Creating the instance does not open a file. Use @racket[fmpg-open-file!]
before querying stream information or decoding audio.
}
@defproc[(fmpg-open-file! [instance any/c]
[filename (or/c path? string?)])
(integer-in 0 1)]{
Opens @racket[filename] on @racket[instance], reads the stream information,
selects the best audio stream, initializes the codec context, and initializes
the resampler.
The function returns @racket[1] on success and @racket[0] on failure. On
failure, partially initialized native state is closed again. A non-string,
non-path filename is treated as an open failure and returns @racket[0].
An instance can only have one file open. Close it with @racket[fmpg-close!]
before opening another file on the same instance.
}
@defproc[(fmpg-close! [instance any/c]) void?]{
Closes @racket[instance] if it is open and releases the native FFmpeg resources
owned by the instance. The codec context, frame and resampler are freed before
the format context is closed. This order avoids keeping decoder pointers that
refer to streams from an already closed container.

__Extracted data__

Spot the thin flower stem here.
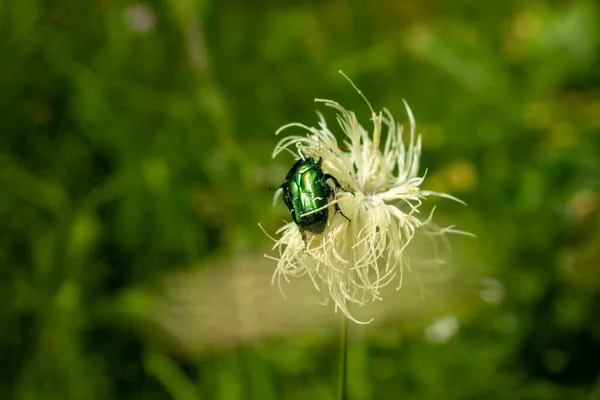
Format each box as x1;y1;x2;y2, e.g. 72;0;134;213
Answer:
338;314;348;400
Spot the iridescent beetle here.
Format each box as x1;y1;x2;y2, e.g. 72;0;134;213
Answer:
279;157;352;245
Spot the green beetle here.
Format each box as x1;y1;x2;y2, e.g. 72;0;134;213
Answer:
279;157;352;245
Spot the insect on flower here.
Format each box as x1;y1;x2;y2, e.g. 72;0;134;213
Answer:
279;157;350;248
260;73;469;322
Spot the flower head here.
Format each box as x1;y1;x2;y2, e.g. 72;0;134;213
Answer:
267;71;463;322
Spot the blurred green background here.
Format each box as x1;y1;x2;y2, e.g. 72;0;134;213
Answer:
0;0;600;400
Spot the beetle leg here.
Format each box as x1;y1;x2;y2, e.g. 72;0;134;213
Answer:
298;227;308;252
323;174;354;194
334;203;351;222
325;184;354;222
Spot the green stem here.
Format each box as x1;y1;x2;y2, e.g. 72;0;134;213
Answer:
339;314;348;400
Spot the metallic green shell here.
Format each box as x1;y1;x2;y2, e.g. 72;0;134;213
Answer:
281;157;333;234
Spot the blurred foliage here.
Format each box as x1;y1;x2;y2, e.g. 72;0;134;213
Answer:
0;0;600;400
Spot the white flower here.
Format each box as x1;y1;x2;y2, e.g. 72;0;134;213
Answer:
260;71;472;322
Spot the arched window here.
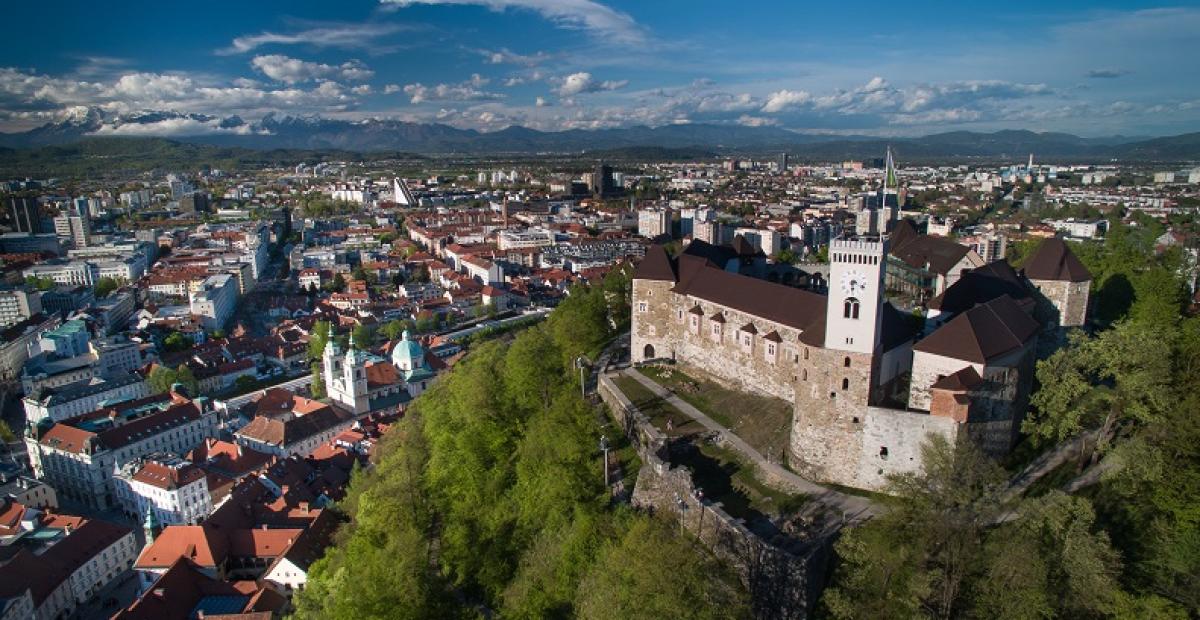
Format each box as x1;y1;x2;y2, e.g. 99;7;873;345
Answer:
842;297;858;319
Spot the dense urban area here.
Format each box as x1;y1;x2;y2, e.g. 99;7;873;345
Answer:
0;142;1200;620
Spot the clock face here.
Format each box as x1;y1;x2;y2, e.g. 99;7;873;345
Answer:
841;270;868;295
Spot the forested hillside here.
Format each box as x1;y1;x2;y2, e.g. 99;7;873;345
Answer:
824;221;1200;619
296;276;748;619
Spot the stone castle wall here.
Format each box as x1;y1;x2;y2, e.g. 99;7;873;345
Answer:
788;347;874;484
1030;279;1092;327
598;375;839;620
631;279;802;401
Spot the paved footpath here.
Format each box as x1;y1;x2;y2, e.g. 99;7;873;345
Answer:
622;368;878;523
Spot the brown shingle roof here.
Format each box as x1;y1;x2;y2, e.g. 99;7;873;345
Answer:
1024;237;1092;282
634;245;676;282
889;235;971;273
913;295;1038;363
672;254;826;330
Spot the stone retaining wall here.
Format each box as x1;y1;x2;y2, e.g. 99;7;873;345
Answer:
598;375;835;620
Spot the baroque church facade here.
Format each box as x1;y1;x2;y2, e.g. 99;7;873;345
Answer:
631;229;1090;489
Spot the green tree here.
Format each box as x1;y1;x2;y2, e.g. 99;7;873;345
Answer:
379;320;404;341
350;324;374;349
576;518;750;620
826;434;1004;619
974;492;1123;619
308;320;334;361
308;362;329;401
146;366;179;393
1021;321;1172;457
175;363;200;397
95;276;120;299
233;374;258;392
162;331;188;353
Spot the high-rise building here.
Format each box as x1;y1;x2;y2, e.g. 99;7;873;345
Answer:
637;209;671;239
54;210;91;248
592;163;617;198
8;198;46;235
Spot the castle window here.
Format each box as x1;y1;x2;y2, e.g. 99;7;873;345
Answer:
842;297;859;319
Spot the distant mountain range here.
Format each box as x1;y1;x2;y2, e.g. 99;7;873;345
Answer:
0;108;1200;162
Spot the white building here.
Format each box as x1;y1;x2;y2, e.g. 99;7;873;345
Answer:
191;273;238;330
637;209;671;239
496;228;554;249
1045;218;1108;239
54;212;91;247
733;228;784;257
22;260;100;287
113;455;212;525
0;289;42;327
24;373;150;425
25;397;217;510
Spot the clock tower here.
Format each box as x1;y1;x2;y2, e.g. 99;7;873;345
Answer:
824;236;887;354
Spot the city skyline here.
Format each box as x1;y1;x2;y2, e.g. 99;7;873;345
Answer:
0;0;1200;137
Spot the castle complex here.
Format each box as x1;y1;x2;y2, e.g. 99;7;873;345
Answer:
631;229;1091;489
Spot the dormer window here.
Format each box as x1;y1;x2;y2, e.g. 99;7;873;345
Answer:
842;297;859;319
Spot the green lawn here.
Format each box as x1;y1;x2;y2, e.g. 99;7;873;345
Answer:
641;366;792;462
613;377;704;438
676;444;808;522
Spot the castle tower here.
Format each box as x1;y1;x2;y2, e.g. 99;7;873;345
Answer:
824;237;888;354
342;345;370;414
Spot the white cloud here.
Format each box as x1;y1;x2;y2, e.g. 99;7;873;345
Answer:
478;48;550;67
217;23;406;55
554;71;629;97
762;89;812;114
738;114;779;127
250;54;374;84
380;0;644;43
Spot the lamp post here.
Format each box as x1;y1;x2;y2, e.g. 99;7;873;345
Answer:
600;435;608;488
575;355;588;401
676;493;688;536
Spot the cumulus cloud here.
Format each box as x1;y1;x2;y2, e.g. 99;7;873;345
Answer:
762;89;812;114
380;0;644;43
738;114;779;127
224;23;406;55
404;73;504;103
250;54;374;84
554;71;629;97
478;48;550;67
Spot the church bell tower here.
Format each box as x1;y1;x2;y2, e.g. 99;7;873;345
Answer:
824;235;888;354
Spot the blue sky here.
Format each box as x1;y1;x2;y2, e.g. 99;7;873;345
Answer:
0;0;1200;136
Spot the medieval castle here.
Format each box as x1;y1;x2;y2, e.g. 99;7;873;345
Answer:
631;221;1091;489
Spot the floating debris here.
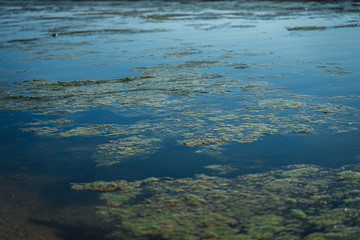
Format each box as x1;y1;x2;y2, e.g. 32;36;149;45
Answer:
72;165;360;240
204;164;236;175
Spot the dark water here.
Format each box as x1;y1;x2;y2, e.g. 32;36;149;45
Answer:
0;1;360;240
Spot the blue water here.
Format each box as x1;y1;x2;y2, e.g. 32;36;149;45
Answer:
0;1;360;239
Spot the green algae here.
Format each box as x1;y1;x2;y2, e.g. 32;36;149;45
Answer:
72;165;360;240
204;164;236;175
0;61;358;165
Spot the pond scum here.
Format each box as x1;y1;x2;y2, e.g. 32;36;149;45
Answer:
0;1;360;240
0;66;359;166
72;165;360;240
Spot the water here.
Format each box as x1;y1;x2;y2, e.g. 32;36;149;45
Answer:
0;1;360;240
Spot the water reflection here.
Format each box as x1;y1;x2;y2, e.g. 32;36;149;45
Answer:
0;1;360;239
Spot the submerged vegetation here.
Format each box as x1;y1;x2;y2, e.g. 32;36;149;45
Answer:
0;67;359;165
72;165;360;240
0;0;360;240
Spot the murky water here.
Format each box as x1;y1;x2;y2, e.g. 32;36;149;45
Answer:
0;1;360;240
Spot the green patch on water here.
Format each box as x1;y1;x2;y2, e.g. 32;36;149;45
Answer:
72;165;360;239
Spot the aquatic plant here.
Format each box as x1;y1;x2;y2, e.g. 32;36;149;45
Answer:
72;165;360;240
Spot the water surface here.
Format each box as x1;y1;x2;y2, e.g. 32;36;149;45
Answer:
0;1;360;239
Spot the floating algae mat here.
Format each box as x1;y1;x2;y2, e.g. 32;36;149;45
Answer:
0;1;360;240
72;165;360;240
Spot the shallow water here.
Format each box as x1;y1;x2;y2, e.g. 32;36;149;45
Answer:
0;1;360;239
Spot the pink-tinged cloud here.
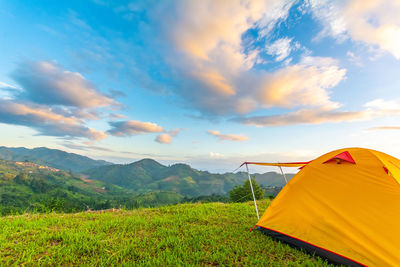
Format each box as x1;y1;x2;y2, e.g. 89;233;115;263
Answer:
155;134;172;144
368;126;400;131
12;61;118;108
141;0;346;116
207;130;249;142
108;120;164;136
0;100;107;140
233;99;400;127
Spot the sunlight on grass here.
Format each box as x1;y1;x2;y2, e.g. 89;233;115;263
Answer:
0;200;328;266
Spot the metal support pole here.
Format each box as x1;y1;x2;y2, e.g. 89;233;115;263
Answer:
246;164;260;220
278;166;287;184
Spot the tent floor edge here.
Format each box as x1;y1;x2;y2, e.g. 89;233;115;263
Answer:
257;225;365;266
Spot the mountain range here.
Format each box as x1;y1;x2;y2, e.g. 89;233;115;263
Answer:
0;146;113;172
0;147;293;197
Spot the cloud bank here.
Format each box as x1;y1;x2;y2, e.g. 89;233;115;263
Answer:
207;130;249;142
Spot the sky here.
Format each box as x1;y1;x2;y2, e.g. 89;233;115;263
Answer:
0;0;400;172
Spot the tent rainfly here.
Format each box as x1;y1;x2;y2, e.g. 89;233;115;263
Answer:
245;148;400;266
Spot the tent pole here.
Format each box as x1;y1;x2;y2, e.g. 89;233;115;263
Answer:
278;166;287;184
246;163;260;220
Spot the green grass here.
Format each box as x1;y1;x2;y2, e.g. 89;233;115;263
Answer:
0;200;328;266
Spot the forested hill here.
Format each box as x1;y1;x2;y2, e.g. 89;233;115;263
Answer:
0;146;112;172
84;159;293;196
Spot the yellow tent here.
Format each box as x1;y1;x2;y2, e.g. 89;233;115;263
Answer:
247;148;400;266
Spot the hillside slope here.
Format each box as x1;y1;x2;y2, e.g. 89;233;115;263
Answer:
0;159;183;216
0;201;328;266
84;159;293;196
0;146;112;172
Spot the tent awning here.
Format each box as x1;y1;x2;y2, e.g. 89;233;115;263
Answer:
240;161;311;167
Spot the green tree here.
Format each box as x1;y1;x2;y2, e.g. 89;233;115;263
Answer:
229;177;265;202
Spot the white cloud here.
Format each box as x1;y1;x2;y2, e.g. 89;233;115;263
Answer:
258;57;346;108
108;120;163;136
12;61;117;108
233;99;400;127
207;130;249;142
155;134;172;144
0;99;107;140
266;37;293;61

__Work to be completed__
Translate this sentence from the FFmpeg binding documentation into German: "The codec context, frame and resampler are freed before the format context is closed."

__Reply to the task__
Der Codec-Kontext, der Frame und der Resampler werden freigegeben, bevor der Formatkontext geschlossen wird.